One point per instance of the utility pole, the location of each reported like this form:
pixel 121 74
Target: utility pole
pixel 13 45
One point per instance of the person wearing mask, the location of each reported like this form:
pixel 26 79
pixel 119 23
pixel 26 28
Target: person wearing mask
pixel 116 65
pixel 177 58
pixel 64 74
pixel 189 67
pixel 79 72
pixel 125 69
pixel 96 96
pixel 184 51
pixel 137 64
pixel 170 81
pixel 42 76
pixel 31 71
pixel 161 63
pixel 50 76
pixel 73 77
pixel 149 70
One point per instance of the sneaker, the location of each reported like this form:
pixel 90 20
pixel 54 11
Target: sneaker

▬▬▬▬▬▬▬▬▬▬

## TASK STATEMENT:
Going through the data above, count the lines where the string "like" appears, and answer with only that number.

## ANSWER TO THIS TASK:
3